EXERCISE BRIEF – Using the Toilet Bus post below, say whether each statement agrees with it. Answer yes or no for each, and quote the words that decide it. (a) The toilet bus would need its own engine and driver-cab. (b) The venture would earn money from user charges to help meet costs. (c) The West Bengal govt has replied to the request for sanctions and assistance.
BEGIN PASSAGE
Saturday, December 09, 2006

Toilet Bus


I had written about how scores of millions of Indians suffer indignity in silence, for lack of a toilet. The worst sufferers are poor women in the slums of urban India. I had tried to initiate a programme to install sanitary toilets in Howrah slums. But this could not move ahead because of entrenched vested interests in the Howrah Municipal Corporation; there was a profitable racket to pocket the govt’s insanitary toilet conversion subsidy without actually constructing a sanitary toilet.

A host of factors - tenure, permissions, space etc -prevent necessary toilets from being constructed in the slums. So I have long been interested in a Toilet Bus for poor women in slums. I wanted to start a project to develop, launch and manage a 'mobile toilet' facility.

I was seized by the idea of converting a decommissioned double-decker bus into a "Toilet Bus" to cater to poor women in slums like Priya Manna Basti in Howrah. Such a bus would be parked near the slum for a certain duration at particular times of the day. The refuse (which would accumulate in a safe storage tank in the vehicle) would then be disposed off at a dedicated land site, using a twin sanitary pit system. Once full, the pit would be closed and a new one used. When the second pit was full, the first one would be reopened. The refuse would be inert and could be removed and used as manure.

The toilet bus needn’t have its own engine and driver-cab. It could be hauled and conveyed, with the cab unit conveying, parking and picking up a number of such toilet buses.

Besides giving immediate relief to a good number of poor slum women, this would also serve to highlight the sanitation issue and create wider public awareness of this problem. It would also be possible to organise the beneficiary women in self-help groups through this initiative. And this would serve as a demonstration of a programme that could also be taken up by others, including the municipal corporation.

The venture would be a non-profit one, but it would also generate revenue from user charges towards meeting costs.

Just over two years ago, I contacted the relevant departments of the West Bengal govt for the necessary sanctions and assistance. I am yet to hear from them.
END PASSAGE
BEGIN DATA TO EXAMINE
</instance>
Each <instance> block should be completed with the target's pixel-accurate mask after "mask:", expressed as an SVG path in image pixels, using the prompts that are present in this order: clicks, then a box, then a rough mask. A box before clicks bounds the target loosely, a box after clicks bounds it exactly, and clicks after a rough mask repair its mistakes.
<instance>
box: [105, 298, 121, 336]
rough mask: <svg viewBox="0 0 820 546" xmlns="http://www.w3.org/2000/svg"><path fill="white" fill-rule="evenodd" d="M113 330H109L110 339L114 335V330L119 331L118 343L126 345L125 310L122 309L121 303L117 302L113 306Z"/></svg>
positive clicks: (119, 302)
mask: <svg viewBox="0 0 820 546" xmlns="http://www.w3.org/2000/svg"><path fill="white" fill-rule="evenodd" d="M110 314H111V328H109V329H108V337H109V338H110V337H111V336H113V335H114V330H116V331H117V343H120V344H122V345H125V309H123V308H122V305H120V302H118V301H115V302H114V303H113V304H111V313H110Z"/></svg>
END DATA TO EXAMINE
EXERCISE RESULT –
(a) No: "The toilet bus needn’t have its own engine and driver-cab."
(b) Yes: "it would also generate revenue from user charges towards meeting costs."
(c) No: "I am yet to hear from them."